# TEXTO DE LECTURA

Me permito suponer que un periodismo bien hecho conduce a un mayor número de lectores de periódicos. No es necesario echar carne a las fieras, que es uno de los más graves pecados del periodismo en el mundo entero, sino que hay que enseñar a las fieras a comer carne sin atragantarse y a sacar buen provecho de la comida; nadie debe olvidar que el fácil ingenio, si no se presenta respaldado y lastrado por otros valores más sólidos, antes puede ser rémora que acicate.

# SEGMENTO DE DATOS

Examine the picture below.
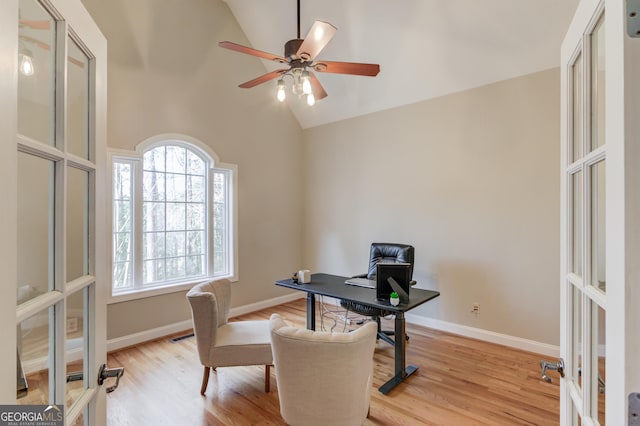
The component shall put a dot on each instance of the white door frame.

# OBJETIVO
Prosigue el texto sobre el buen periodismo y sus lectores justo después de su última oración.

# RESPUESTA
En España hay unos 110 diarios que tiran, entre todos, claro es, alrededor de los 3.000.000 de ejemplares. En Gran Bretaña, con algunos diarios menos, con 100 diarios, se tiran siete veces más ejemplares, 21.000.000 de ejemplares. En la Comunidad Económica Europea tan sólo Portugal está por debajo de nosotros en la difusión de prensa por habitante, lo cual es chico consuelo, e incluso Grecia nos supera. Los datos expuestos no propician al optimismo pero sí, quizá, pueda valernos para orientar nuestras bienintencionadas ideaciones. En los diarios españoles trabajan algo más de 2.500 periodistas, bastantes menos que en Gran Bretaña o en Alemania y la mitad, aproximadamente, que en Francia o en Italia; no considero el número ni la proporción de los obreros y funcionarios que trabajan en los diarios de los países dichos porque entiendo que los periódicos los hacen los periodistas y no nadie más: los obreros y los funcionarios que trabajan en los periódicos cumplen su función, sin duda, pero no tienen ni arte ni parte en el interés o desprecio -en la afición o aversión- y en el grado de aceptación o de rechazo que puede despertar el objeto que se ofrece cada día al lector, como tampoco tienen los fabricantes de la maquinaria o del papel o de la tinta o las mujeres de la limpieza o los guardias que velan por la seguridad de todos.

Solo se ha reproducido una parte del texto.